+++ DATA +++

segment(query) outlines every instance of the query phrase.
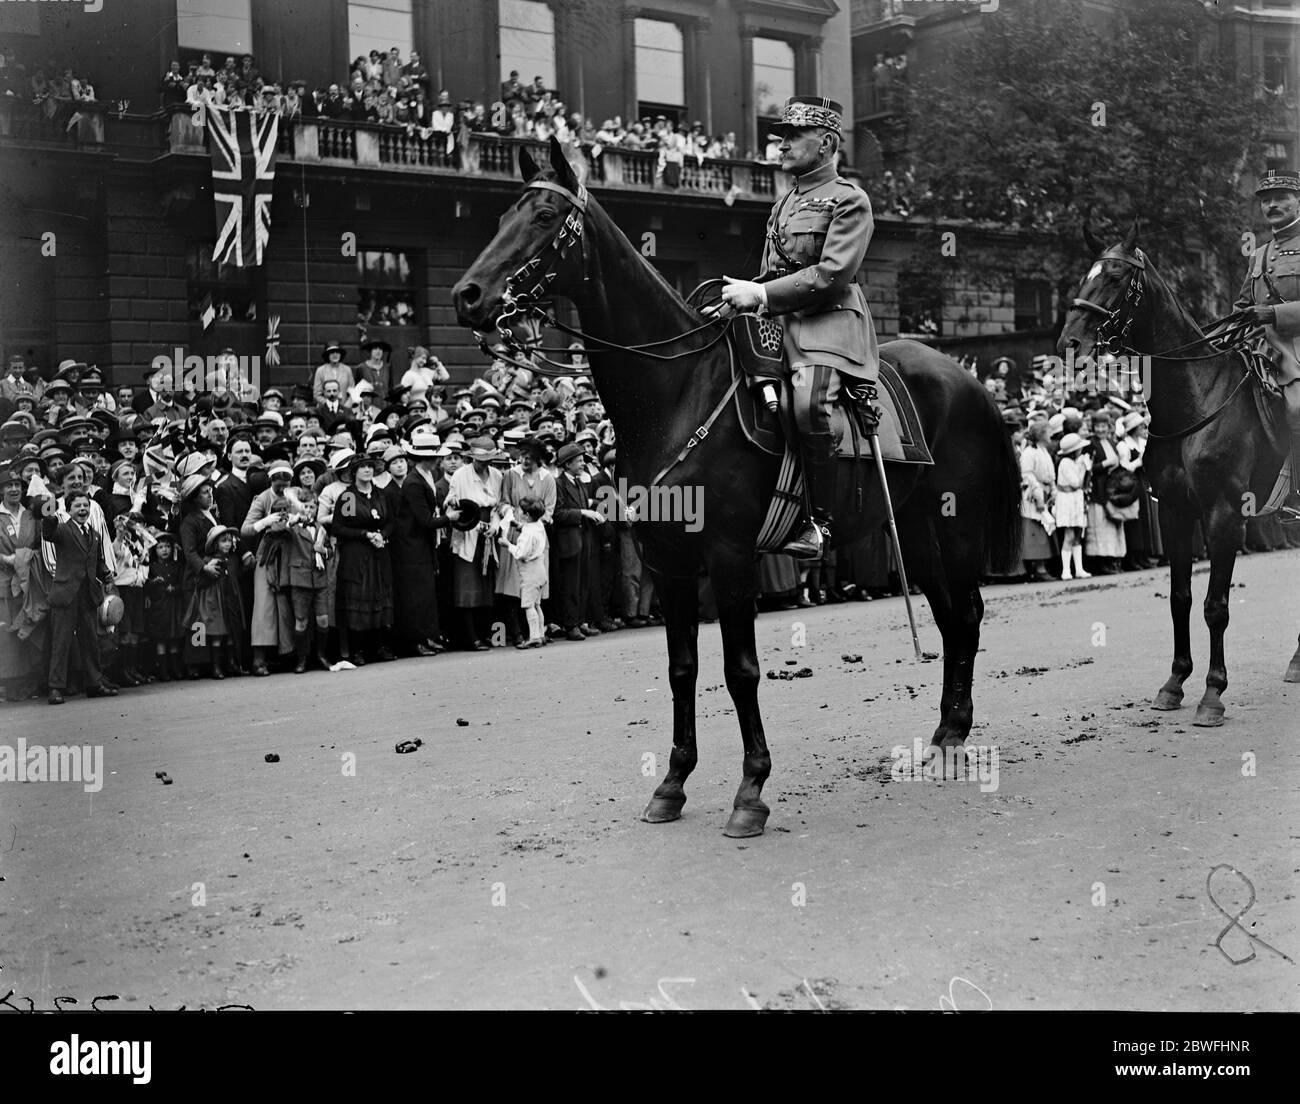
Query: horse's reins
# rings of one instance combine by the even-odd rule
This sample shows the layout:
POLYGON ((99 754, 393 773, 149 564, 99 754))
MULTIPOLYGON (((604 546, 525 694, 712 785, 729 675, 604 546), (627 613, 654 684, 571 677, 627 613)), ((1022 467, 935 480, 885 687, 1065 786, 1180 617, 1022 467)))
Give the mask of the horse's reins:
MULTIPOLYGON (((1240 348, 1240 342, 1247 332, 1254 328, 1254 323, 1253 321, 1246 319, 1245 312, 1240 310, 1233 311, 1231 314, 1225 315, 1223 318, 1216 319, 1210 324, 1209 331, 1197 338, 1195 341, 1189 341, 1186 345, 1178 345, 1172 349, 1166 349, 1163 353, 1143 353, 1138 349, 1133 348, 1131 345, 1128 345, 1129 330, 1133 328, 1133 323, 1136 320, 1137 308, 1142 303, 1143 296, 1146 292, 1146 282, 1143 279, 1143 274, 1147 269, 1146 255, 1140 249, 1135 249, 1133 252, 1134 255, 1129 257, 1120 252, 1118 247, 1113 247, 1101 255, 1102 260, 1122 261, 1133 269, 1133 271, 1129 273, 1128 284, 1124 288, 1124 293, 1123 295, 1116 297, 1114 307, 1104 307, 1100 303, 1094 303, 1091 299, 1083 298, 1075 299, 1072 304, 1080 310, 1092 311, 1093 313, 1102 316, 1102 321, 1097 324, 1096 329, 1093 331, 1096 343, 1102 349, 1109 352, 1112 356, 1132 353, 1137 356, 1150 357, 1152 360, 1215 360, 1231 352, 1239 352, 1242 354, 1243 358, 1245 357, 1244 350, 1240 348), (1122 325, 1120 324, 1121 312, 1126 315, 1122 325), (1107 331, 1112 327, 1118 327, 1118 332, 1114 334, 1107 333, 1107 331), (1215 331, 1220 330, 1220 328, 1222 328, 1222 332, 1216 333, 1215 331), (1213 352, 1201 356, 1176 357, 1170 355, 1172 353, 1177 353, 1182 349, 1193 349, 1198 345, 1207 345, 1211 342, 1224 342, 1226 344, 1213 352)), ((1204 429, 1228 408, 1232 401, 1237 397, 1238 392, 1246 385, 1246 381, 1251 378, 1251 374, 1250 367, 1247 365, 1246 371, 1243 373, 1241 379, 1237 381, 1236 387, 1229 392, 1228 397, 1213 411, 1194 422, 1192 425, 1187 426, 1185 429, 1180 429, 1177 433, 1156 433, 1148 428, 1147 436, 1155 441, 1174 441, 1195 433, 1198 429, 1204 429)))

+++

**WHAT IS NEEDED**
Exactly the lines above from the one with "Query: horse's reins" to the one with "MULTIPOLYGON (((604 546, 525", both included, are to be quoted; leave the rest out.

**SOLUTION TO THIS PROBLEM**
Query: horse's reins
# rings of one instance combine by the even-odd rule
This sample shows the layout:
POLYGON ((99 754, 393 773, 149 564, 99 754))
MULTIPOLYGON (((604 546, 525 694, 712 785, 729 675, 604 546), (627 613, 654 684, 571 677, 627 613)), ((1022 467, 935 480, 885 687, 1065 786, 1180 617, 1022 467)))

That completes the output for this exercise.